--- begin ---
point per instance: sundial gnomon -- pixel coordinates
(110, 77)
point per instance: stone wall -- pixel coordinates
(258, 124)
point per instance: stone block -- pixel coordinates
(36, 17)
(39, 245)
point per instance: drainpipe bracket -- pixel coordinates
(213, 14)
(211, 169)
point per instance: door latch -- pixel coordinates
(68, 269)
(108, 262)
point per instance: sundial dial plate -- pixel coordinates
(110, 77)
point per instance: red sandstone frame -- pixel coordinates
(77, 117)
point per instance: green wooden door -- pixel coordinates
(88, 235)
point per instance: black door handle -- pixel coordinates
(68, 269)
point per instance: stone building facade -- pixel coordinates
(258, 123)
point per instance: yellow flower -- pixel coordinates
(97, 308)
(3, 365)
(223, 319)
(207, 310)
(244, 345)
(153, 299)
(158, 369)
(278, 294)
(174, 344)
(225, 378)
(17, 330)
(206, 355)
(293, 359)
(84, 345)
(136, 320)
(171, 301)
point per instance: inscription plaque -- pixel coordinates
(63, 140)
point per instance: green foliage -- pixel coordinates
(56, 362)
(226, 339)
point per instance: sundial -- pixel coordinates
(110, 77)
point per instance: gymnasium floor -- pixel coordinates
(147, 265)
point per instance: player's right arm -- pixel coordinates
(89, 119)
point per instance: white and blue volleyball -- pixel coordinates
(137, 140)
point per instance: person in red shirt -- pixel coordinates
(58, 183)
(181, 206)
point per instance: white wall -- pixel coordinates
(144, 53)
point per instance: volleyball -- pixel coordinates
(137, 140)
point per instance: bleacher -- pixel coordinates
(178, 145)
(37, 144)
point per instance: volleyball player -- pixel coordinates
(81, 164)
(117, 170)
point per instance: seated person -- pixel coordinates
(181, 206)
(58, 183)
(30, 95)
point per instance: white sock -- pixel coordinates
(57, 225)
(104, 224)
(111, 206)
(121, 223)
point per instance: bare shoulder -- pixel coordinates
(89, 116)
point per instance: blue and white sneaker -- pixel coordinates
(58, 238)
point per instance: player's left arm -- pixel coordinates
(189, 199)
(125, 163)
--- end ---
> **OBJECTIVE**
Rewrite the lines above, changing each "pixel coordinates" to "image coordinates" and keeping everything else the same.

> **SOLUTION TO THIS TASK**
point per instance: sundial gnomon -- image coordinates
(110, 77)
point per instance: stone wall -- image coordinates
(258, 124)
point per instance: stone block -- image coordinates
(36, 17)
(39, 245)
point per instance: drainpipe bracket -- image coordinates
(213, 14)
(211, 169)
point per instance: door latch -- image coordinates
(68, 269)
(108, 262)
point per instance: sundial dial plate -- image coordinates
(110, 77)
point per instance: red sandstone frame -- image coordinates
(77, 117)
point per instance: green wooden door -- image coordinates
(88, 235)
point per instance: black door handle -- image coordinates
(68, 269)
point per instance: stone building facade -- image coordinates
(258, 123)
point per instance: yellow flower -- image coordinates
(97, 308)
(3, 365)
(223, 319)
(207, 310)
(244, 345)
(153, 299)
(158, 369)
(278, 294)
(174, 344)
(225, 378)
(17, 330)
(206, 355)
(293, 359)
(84, 345)
(136, 320)
(171, 301)
point per instance: inscription plaque -- image coordinates
(63, 140)
point per instance: green foliage -- image coordinates
(56, 362)
(226, 339)
point per instance: sundial -- image coordinates
(110, 77)
point per instance: gymnasium floor -- image coordinates
(147, 265)
point per instance: player's right arm -- image coordinates
(89, 119)
point per instance: white and blue volleyball -- image coordinates
(137, 140)
point per instance: person in red shirt -- image coordinates
(58, 183)
(181, 206)
point per instance: white wall -- image coordinates
(144, 53)
point per instance: volleyball -- image coordinates
(137, 140)
point per instance: bleacher -- image coordinates
(178, 145)
(37, 144)
point per instance: volleyball player -- image coordinates
(81, 164)
(117, 170)
point per instance: seated person -- image coordinates
(181, 206)
(58, 183)
(30, 95)
point per instance: white sock -- image coordinates
(57, 225)
(104, 224)
(111, 206)
(121, 223)
point per instance: bare shoulder -- image coordinates
(89, 116)
point per instance: blue and white sneaker -- image coordinates
(58, 238)
point per instance: player's left arm -- image coordinates
(189, 199)
(125, 163)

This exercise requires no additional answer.